--- The problem ---
Continue the passage on the hardest things about writing from its last sentence.

--- Passage ---
##############################
The hardest thing about writing — well, the hardest thing about writing is getting one’s act together to sit down and do it. Or, as the old joke goes, the hardest part of writing is application — applying the seat of the pants to the seat of the chair. And now that we all write on internet-connected computers instead of typewriters (Children, a typewriter was an abysmally stupid word processor with no cut-and-paste, no “undo,” no delete, and no multiple copy capability. I learned to type on one.), there is also the challenge of forcing one’s self to actually write, rather than check Facebook, or read the latest advice columns or see what’s for sale at Woot.com today.
But the second hardest thing about writing, at least in the old-fashioned dead-tree format that so much of my stuff has been published in, is that whatever you’ve said is there, out in the world, like a child you’ve raised, but whose behavior you can no longer control. What you said, you said, and the fact that you’ve learned a few things in the intervening decade or so doesn’t change it. Your thoughts from all that time past are out there, still telling people you think this when you now actually think that. Every single time I have sent out a manuscript for publication, I have had the thought, “Geez, what part of this am I going to regret later on?” Because it is inevitable. This is one of the reasons for revised editions.
##############################
--- Record excerpts ---
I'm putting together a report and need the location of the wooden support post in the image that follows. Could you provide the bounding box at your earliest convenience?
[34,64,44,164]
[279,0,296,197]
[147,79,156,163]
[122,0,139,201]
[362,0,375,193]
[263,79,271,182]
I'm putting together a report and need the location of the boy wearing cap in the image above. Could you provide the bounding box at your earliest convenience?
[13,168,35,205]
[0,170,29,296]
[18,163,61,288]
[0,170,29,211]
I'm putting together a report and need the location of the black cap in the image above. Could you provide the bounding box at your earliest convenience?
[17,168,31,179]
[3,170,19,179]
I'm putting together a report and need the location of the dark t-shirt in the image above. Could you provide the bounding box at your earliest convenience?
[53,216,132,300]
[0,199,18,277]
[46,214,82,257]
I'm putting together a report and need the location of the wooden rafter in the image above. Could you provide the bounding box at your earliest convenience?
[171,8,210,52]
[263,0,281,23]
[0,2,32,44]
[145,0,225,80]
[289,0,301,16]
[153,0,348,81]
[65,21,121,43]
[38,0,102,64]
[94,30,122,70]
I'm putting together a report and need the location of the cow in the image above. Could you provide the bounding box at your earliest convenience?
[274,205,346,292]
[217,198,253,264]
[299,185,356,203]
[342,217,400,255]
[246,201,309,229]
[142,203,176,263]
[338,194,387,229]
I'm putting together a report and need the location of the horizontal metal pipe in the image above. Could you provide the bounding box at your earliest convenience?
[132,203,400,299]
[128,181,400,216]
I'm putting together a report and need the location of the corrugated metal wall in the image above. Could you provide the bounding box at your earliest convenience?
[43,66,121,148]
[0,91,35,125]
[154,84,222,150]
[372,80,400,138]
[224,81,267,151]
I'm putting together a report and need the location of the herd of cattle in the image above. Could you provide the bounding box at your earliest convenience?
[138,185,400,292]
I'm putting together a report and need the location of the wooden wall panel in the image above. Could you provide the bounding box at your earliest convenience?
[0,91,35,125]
##############################
--- Task answer ---
Many years ago, in my first book How I Gave Up My Low Fat Diet and Lost Forty Pounds, I stated that we all knew it was inevitable that we were going to deviate from our diets — something I prefer to call an Indulgence, rather than “cheating” — and that the main thing was to do it infrequently, and plan for it.
I still think that if you are going to have an Indulgence, you should indeed do so very infrequently, and that it is imperative to plan for it. It’s the question of whether it’s actually a good idea to accept this and build it into one’s dietary life that I now question.
In my first few years of low carbing, I had an Indulgence maybe three to five times per year, but they have grown rarer and rarer over the years. I just care less about carbs. I don’t miss them. I’m happy with how I eat. I also, of course, have developed a whole lot of recipes that provide me with wonderful alternatives. That said, I have demonstrated to myself that a handful or two of potato chips at a party will not send me into a tailspin.
My email, and personal encounters with low carbers, tell me that for many people this is not true. Over and over I have heard stories from folks who were doing great on their low carb diets, had lost weight, sometimes a great deal of weight, had improved their health, and were happy with the whole thing — until they listened to that little voice in the back of their heads that said, “I can have just a couple of cookies. It’s Christmas,” or “I’m on vacation! I can have a treat.” And they crash and burn. I hear from them months or even years later, having gained back their weight, not to mention their health problems, and starting all over again.
So tread cautiously, very, very cautiously. If you have been low carbing for a long time, you likely know your own strength. If you have a history of “just this once” turning into “Oh, geez, I’ve gained 15 pounds this month,” you need to accept that even on holidays Indulgences aren’t for you, any more than a sober alcoholic can have a glass of wine with Christmas dinner. Instead, you need to start planning a truly special holiday menu that also happens to be low carb — it may have more carbs than your average dinner; my Thanksgiving dinner will, but it should have no sugar, no bread, no potatoes.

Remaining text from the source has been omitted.